(Records of labeled points)
★ ★ ★ ★ ★ ★ ★

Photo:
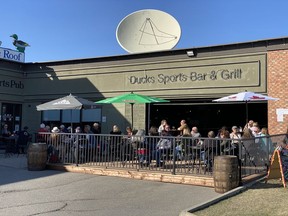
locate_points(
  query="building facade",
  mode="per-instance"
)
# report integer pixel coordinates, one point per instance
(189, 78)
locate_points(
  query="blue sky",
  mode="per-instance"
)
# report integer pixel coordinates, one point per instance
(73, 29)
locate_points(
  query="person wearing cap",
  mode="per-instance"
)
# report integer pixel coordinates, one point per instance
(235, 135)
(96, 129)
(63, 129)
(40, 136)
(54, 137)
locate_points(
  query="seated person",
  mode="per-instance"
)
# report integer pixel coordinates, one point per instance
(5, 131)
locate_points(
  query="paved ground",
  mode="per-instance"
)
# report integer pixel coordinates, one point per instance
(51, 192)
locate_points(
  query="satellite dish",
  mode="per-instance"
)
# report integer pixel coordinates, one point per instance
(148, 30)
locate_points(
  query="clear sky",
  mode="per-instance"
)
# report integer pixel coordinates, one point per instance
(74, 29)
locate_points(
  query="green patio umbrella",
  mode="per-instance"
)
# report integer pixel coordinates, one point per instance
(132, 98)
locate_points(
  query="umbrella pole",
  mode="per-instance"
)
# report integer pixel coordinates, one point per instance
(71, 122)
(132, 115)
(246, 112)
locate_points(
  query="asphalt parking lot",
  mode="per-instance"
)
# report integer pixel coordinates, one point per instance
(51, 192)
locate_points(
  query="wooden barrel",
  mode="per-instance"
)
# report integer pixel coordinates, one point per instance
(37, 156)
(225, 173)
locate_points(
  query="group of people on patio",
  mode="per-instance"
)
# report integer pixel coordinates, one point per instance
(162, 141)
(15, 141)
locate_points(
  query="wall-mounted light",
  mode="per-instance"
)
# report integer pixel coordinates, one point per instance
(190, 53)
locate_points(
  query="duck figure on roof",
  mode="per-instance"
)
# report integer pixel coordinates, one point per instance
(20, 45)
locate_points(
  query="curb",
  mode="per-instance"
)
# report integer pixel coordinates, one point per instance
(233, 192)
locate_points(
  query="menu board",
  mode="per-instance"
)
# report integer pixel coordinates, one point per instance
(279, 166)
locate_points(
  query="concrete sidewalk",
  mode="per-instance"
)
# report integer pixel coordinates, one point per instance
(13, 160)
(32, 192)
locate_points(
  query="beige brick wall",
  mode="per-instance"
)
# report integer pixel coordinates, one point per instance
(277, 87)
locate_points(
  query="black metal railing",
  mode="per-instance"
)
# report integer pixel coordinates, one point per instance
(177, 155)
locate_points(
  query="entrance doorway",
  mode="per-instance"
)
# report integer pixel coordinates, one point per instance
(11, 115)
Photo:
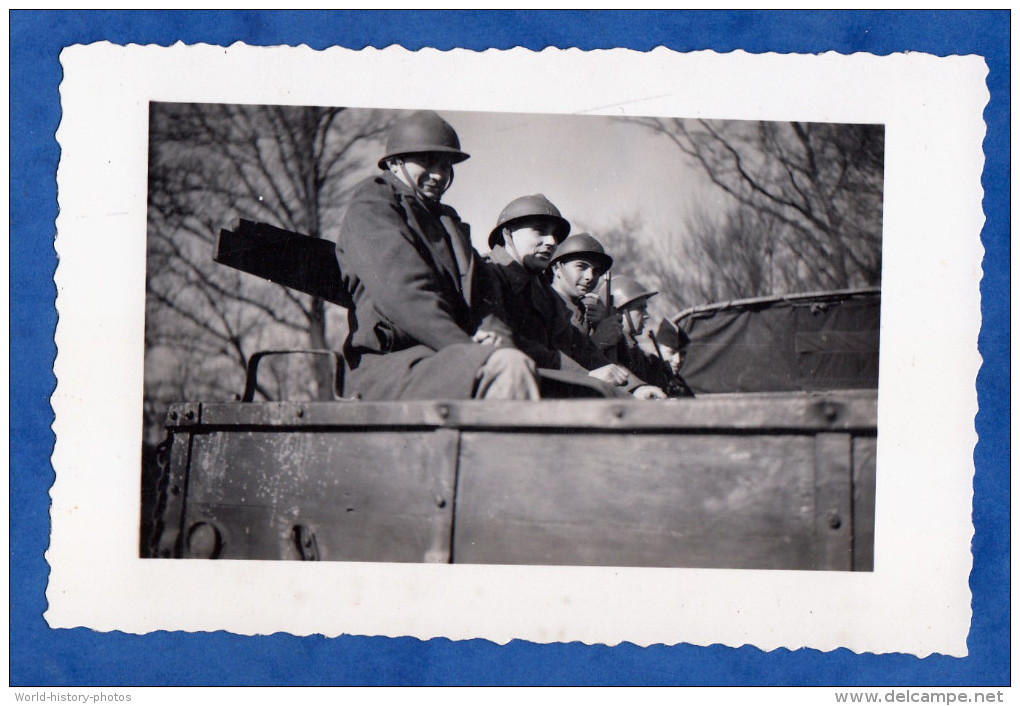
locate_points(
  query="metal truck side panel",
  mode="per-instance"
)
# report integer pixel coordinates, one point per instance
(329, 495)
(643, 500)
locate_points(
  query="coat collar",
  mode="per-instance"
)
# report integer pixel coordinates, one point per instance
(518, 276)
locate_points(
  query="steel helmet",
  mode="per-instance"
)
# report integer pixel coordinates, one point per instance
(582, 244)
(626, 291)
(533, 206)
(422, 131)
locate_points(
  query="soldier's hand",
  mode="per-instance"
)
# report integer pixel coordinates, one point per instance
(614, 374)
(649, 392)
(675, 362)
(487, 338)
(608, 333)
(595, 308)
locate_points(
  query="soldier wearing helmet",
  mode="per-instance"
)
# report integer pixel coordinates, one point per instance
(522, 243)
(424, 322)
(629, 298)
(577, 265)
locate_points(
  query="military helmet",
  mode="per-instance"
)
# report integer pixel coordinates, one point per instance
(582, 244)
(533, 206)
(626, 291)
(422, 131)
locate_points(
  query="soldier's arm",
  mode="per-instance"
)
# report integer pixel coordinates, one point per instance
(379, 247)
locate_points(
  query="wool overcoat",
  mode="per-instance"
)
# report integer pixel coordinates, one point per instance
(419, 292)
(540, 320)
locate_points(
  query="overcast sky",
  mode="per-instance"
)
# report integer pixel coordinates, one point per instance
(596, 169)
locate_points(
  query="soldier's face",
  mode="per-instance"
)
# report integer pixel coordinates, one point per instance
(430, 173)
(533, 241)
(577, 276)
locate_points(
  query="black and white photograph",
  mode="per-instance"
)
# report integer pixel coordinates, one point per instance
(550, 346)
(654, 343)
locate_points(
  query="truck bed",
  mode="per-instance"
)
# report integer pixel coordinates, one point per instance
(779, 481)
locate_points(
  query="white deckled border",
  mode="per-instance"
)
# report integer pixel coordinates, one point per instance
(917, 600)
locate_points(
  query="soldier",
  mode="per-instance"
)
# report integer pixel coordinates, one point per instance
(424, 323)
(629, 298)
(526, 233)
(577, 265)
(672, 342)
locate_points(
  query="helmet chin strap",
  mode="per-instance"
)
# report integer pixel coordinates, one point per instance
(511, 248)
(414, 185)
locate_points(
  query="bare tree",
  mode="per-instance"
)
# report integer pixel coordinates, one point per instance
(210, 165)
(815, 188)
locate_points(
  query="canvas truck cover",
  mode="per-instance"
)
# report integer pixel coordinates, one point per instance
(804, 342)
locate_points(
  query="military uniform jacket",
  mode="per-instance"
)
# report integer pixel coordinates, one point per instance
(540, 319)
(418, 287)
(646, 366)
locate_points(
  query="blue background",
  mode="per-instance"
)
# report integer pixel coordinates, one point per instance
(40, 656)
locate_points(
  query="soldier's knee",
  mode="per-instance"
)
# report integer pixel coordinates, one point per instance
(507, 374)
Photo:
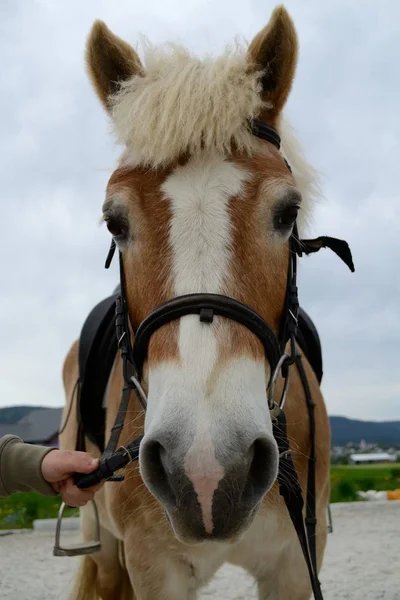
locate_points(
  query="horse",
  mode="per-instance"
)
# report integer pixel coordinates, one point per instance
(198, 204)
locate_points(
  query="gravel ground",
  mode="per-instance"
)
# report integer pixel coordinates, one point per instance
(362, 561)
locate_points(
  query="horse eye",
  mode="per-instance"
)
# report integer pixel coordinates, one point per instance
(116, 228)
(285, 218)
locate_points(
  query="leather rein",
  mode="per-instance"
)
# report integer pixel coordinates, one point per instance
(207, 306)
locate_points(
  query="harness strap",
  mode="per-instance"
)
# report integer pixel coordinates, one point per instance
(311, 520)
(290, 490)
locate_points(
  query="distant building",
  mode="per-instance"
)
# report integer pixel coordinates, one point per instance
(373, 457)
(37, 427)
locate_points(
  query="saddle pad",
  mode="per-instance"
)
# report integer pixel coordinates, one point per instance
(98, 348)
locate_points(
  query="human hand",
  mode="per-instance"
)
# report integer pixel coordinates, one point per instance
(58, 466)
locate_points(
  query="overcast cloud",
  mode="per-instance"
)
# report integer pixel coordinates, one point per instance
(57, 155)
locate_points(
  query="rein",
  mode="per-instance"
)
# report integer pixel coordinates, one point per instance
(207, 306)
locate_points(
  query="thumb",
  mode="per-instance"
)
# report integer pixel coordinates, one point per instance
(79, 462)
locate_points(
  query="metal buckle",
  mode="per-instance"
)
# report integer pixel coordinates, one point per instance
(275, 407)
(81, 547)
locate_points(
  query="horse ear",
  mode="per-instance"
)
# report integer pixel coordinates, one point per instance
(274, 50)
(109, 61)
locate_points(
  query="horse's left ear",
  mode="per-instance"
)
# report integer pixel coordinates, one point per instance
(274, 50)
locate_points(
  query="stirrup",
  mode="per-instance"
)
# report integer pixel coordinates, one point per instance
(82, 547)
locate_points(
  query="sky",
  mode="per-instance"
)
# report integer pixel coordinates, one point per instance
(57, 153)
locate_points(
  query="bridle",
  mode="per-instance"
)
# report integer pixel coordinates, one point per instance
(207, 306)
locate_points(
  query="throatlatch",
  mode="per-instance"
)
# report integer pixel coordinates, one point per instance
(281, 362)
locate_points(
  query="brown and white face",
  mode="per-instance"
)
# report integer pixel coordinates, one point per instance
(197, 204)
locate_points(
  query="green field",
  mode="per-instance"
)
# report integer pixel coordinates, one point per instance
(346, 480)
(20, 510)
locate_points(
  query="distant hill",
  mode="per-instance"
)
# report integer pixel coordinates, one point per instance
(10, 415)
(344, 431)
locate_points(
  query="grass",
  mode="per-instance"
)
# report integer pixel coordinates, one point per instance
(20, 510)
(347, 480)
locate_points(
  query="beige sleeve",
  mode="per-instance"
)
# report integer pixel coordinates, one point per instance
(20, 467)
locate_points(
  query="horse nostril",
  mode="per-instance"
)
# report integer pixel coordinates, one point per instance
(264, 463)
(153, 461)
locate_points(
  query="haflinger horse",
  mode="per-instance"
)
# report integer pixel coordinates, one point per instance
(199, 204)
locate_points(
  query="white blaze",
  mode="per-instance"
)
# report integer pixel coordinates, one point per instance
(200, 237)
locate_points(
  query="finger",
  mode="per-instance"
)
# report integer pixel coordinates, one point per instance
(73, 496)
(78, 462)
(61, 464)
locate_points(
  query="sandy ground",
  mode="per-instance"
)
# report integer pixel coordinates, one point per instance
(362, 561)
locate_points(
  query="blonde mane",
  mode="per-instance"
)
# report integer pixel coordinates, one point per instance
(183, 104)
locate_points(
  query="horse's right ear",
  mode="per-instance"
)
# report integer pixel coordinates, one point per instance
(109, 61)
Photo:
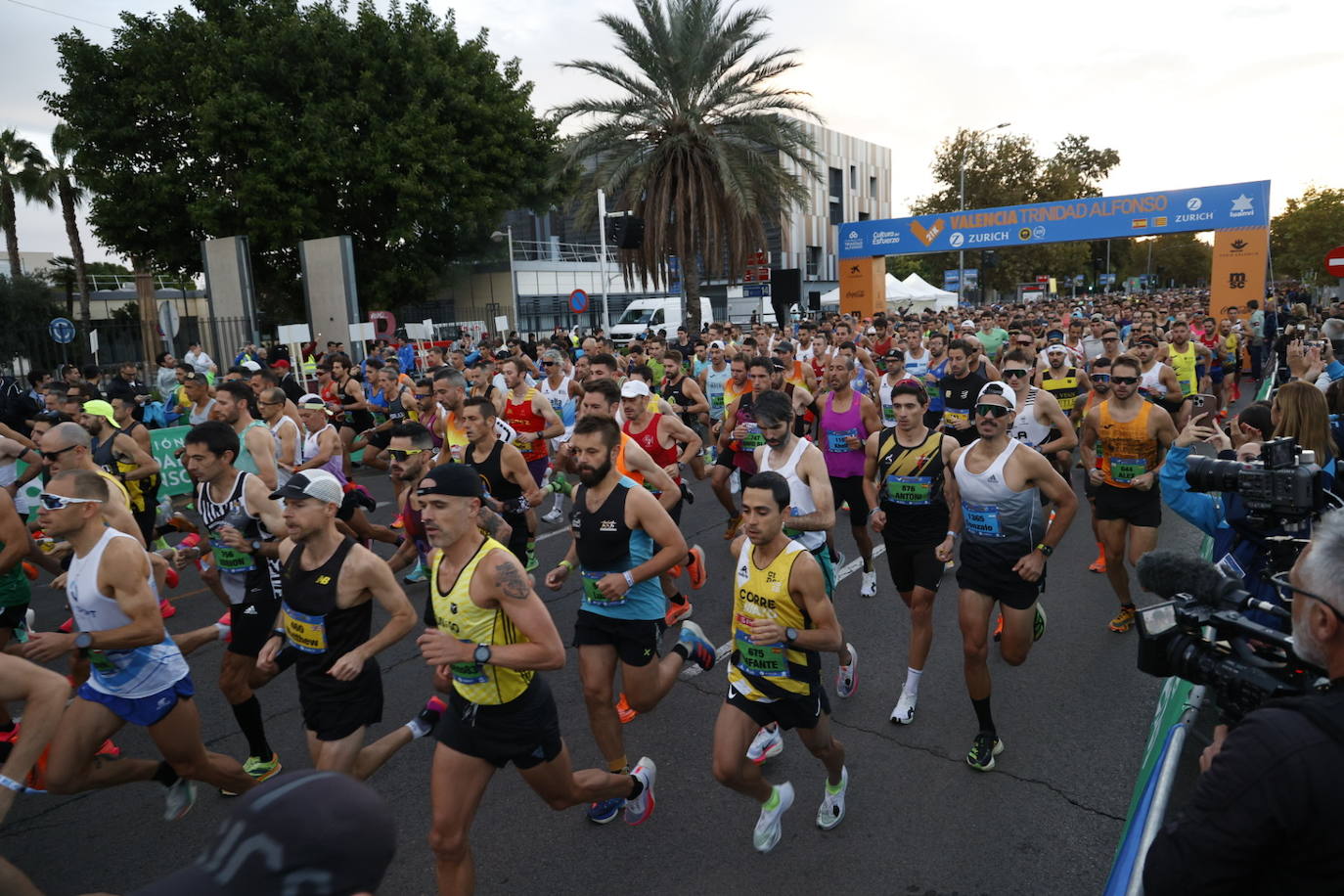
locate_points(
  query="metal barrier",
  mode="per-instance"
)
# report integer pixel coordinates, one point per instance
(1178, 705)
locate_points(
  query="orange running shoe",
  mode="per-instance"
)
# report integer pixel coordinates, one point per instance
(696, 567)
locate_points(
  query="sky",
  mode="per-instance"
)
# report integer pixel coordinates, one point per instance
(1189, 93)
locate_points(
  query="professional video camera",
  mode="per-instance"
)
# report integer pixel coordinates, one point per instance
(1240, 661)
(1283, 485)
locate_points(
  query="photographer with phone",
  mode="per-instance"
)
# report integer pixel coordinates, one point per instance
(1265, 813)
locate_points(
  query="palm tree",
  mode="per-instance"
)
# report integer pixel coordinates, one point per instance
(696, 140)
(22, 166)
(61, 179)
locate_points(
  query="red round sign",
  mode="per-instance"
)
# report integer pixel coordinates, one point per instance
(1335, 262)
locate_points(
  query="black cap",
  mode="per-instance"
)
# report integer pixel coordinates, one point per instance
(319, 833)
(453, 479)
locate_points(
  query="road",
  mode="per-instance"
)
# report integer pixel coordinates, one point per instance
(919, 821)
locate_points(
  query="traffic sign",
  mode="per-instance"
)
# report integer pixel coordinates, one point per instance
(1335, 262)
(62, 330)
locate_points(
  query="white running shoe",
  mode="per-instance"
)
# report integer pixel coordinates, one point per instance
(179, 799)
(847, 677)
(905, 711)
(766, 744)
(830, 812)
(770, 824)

★ ★ ★ ★ ★ ★ ★

_EXERCISE:_ Pick out every line of the records above that contains the word "truck" and copy each one. Case counts.

_ANSWER:_
  query="metal truck side panel",
  query="truck bed",
  query="canvas truck cover",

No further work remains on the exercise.